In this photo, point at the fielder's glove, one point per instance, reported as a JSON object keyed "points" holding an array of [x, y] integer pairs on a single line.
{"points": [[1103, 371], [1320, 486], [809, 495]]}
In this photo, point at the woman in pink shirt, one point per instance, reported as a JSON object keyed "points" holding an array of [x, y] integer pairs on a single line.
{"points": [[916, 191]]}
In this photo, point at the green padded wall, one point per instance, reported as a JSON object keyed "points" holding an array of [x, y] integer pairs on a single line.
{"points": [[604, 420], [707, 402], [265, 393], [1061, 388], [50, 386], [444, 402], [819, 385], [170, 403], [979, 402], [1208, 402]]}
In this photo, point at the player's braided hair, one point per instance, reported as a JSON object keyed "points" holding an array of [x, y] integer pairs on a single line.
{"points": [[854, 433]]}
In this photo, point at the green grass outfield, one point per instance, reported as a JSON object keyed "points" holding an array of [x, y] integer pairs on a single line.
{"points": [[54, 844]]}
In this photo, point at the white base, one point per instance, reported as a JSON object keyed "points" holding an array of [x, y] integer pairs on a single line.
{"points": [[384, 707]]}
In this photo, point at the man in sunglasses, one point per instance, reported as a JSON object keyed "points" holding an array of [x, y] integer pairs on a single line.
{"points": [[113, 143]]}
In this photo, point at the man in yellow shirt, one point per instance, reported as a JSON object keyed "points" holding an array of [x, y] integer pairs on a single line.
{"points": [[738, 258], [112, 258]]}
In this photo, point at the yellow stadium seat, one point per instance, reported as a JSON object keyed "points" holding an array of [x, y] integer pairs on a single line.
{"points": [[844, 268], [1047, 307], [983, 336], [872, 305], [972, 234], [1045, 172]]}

--

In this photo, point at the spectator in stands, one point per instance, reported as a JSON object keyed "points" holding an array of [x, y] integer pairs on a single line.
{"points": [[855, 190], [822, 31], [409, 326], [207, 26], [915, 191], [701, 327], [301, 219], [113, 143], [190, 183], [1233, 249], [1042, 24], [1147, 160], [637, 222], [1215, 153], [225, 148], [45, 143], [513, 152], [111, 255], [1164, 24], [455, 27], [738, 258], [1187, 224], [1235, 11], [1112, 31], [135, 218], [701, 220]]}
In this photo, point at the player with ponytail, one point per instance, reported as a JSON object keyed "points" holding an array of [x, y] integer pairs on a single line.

#### Given exercise:
Pick out each line in the rows above that contains the string "green", and copy those lines. Matches must be case-sensitive.

#### Problem solution:
In this photo, point at the green padded wall, one point per instance, reported as a JSON object keyed "points" holding an array of [x, y] integer pairs on a single line.
In this photo, point at the green grass outfield, one point per instance, reported as a JSON object keyed "points" holding an array of [x, y] integer pairs on a single line.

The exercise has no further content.